## EXCERPTED PASSAGE
++++++

Dugny (/fr/) is a commune in the northeastern suburbs of Paris, France. It is located 12.4 km from the centre of Paris.

About a third of Le Bourget airport lies on the territory of the commune of Dugny, including its main terminal and the Musée de l'Air et de l'Espace (air and space museum). Nonetheless, the airport was named after the neighbouring commune of Le Bourget.

==Toponymy==
Dugny possibly derives from the Gallo-Roman personal name Dugennius, and means 'the estate of Dugennius.

==Heraldry==

| arms of Dugny | the arms of Dugny are blazoned : Quarterly: 1 & 4 azure a nail argent between 3 fleurs de lys Or, 2 & 3 gules, a millrind argent between 3 fleurs de lys each formed of 3 ears of wheat Or. |

==Transport==
Dugny is served by no station of the Paris Métro, RER, or suburban rail network. The closest station to Dugny is Le Bourget station on Paris RER line B. This station is located in the neighbouring commune of Le Bourget, 2.8 km from the town centre of Dugny.
Le Bourget Airport and Charles de Gaulle International Airport is located near Dugny.

==Education==
Schools in Dugny:
- Three public preschools (écoles maternelles): Marcel Cachin, Irene et Frédéric Joliot-Curie, and Nelson Mandela
- Four public elementary schools: Colonel Fabien, Jean Jaurès, Paul Langevin, and Henri Wallon
- One public junior high school: Collège Jean-Baptiste Clément
- Two senior high schools: Lycée hôtelier polyvalent Rabelais (public) and Lycée Privé Robert Schuman (private)

The Médiathèque Anne Frank is on the first floor (not the ground floor) of the Espace Victor Hugo.

++++++

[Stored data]

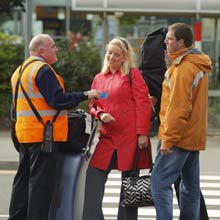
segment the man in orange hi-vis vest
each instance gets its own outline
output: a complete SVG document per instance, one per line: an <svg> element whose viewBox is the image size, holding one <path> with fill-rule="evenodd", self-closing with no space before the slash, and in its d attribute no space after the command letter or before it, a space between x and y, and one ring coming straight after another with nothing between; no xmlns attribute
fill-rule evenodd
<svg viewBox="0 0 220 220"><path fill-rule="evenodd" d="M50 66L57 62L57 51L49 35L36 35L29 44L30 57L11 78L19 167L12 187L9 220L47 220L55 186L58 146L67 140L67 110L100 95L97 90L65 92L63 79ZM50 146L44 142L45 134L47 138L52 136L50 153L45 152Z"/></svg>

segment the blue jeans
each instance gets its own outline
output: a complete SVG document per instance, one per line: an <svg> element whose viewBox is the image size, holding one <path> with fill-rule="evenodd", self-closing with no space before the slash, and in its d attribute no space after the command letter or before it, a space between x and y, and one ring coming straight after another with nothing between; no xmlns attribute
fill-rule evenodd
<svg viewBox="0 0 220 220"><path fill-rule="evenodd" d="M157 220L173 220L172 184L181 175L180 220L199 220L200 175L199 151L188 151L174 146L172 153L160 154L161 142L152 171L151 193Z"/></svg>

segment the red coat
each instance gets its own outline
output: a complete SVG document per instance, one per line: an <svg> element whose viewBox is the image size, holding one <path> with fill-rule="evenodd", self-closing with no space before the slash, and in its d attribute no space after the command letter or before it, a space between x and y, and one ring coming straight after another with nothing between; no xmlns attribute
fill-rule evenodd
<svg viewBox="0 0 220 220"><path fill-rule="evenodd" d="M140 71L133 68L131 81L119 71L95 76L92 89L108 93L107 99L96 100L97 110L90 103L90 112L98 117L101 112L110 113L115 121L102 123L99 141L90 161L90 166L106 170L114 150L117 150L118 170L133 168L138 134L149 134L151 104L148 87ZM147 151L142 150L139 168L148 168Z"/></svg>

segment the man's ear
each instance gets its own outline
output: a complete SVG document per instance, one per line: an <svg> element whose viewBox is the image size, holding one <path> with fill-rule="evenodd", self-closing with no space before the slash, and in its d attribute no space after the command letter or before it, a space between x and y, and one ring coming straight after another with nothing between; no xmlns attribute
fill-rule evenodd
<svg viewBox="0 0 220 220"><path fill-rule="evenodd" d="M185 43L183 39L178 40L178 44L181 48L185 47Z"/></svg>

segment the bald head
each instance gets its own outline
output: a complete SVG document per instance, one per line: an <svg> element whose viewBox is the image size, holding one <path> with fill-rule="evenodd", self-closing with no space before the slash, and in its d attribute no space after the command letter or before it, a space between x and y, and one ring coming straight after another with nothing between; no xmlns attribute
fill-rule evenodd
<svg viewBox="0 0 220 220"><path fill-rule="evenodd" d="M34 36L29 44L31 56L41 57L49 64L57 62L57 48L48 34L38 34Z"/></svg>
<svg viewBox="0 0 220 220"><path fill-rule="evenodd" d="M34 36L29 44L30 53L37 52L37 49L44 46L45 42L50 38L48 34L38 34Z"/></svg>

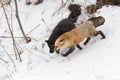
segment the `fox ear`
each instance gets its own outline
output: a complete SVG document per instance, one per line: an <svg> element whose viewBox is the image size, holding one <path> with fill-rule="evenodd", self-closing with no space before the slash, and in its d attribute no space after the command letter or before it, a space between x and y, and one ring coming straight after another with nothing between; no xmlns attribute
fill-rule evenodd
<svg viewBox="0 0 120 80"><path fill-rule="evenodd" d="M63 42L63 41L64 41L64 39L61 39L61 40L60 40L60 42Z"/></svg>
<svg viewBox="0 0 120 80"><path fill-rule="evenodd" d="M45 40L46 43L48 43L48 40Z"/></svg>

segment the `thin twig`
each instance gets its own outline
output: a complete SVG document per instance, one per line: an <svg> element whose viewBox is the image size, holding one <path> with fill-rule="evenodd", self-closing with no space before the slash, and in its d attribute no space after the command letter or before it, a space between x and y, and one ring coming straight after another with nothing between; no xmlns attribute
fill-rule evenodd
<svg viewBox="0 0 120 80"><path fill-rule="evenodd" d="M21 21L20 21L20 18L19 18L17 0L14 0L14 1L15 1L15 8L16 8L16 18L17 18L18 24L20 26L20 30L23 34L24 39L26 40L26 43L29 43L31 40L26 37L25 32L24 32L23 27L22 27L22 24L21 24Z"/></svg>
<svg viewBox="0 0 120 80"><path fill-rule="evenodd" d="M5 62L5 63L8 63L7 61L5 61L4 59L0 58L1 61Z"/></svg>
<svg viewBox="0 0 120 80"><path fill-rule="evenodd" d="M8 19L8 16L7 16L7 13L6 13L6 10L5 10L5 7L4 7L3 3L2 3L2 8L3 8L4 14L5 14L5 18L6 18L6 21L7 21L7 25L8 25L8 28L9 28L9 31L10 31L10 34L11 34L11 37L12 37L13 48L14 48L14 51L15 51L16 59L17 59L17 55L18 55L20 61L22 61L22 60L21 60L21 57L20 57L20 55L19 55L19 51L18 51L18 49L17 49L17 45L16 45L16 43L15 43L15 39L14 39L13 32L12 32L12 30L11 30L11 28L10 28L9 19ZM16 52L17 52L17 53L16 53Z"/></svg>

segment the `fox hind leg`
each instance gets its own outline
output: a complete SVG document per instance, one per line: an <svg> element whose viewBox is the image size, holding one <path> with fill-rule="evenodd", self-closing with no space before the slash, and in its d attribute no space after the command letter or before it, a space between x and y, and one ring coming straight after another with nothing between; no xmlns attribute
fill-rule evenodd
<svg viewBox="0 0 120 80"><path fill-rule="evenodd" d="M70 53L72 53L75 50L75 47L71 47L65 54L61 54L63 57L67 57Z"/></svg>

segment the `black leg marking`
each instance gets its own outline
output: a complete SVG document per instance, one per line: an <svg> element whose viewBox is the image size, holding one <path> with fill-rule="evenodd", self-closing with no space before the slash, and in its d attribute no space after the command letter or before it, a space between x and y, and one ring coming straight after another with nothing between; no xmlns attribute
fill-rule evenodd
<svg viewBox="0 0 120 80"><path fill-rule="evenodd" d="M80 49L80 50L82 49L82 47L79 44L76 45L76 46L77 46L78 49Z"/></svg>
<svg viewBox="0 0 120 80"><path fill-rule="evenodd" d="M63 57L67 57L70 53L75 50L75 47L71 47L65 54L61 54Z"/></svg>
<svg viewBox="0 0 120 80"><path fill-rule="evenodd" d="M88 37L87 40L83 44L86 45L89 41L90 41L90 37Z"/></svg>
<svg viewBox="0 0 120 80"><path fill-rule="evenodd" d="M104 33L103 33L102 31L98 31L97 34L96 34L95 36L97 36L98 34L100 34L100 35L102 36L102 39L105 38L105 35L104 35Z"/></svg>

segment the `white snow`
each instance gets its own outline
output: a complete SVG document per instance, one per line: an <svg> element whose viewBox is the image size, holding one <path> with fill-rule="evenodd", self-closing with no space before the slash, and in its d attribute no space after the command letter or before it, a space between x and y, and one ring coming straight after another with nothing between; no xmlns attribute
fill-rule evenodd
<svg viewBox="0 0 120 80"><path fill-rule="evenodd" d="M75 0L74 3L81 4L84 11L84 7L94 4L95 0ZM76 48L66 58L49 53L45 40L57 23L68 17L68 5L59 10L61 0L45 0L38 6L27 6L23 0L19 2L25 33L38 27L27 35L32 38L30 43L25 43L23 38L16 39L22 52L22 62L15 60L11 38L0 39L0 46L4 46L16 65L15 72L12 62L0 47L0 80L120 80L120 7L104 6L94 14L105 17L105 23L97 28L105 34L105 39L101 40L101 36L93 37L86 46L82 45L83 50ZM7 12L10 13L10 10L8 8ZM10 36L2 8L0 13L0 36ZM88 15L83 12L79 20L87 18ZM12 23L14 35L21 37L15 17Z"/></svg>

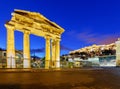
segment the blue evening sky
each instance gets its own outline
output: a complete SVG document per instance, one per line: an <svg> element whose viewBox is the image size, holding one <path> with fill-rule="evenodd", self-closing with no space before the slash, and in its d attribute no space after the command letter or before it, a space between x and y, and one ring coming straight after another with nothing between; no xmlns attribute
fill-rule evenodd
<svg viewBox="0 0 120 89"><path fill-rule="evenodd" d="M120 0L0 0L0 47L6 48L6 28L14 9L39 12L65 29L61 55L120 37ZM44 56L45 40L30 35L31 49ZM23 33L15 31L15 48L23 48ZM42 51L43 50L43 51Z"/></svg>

++++++

## WORK INSTRUCTIONS
(a) Answer these questions from the text on Dugny:
(i) How far is Dugny from the centre of Paris?
(ii) Which RER line serves the station closest to Dugny?
(iii) What is the name of Dugny's public junior high school?
(b) Please explain, in one to three sentences and using the text on Dugny, why the rail station closest to Dugny lies outside the commune.

## EXPECTED RESPONSES
(a)
(i) 12.4 km
(ii) RER line B
(iii) Collège Jean-Baptiste Clément

(b) No Paris Métro, RER, or suburban rail station serves Dugny. The closest one is Le Bourget station on RER line B, in the neighbouring commune of Le Bourget, 2.8 km from Dugny's town centre.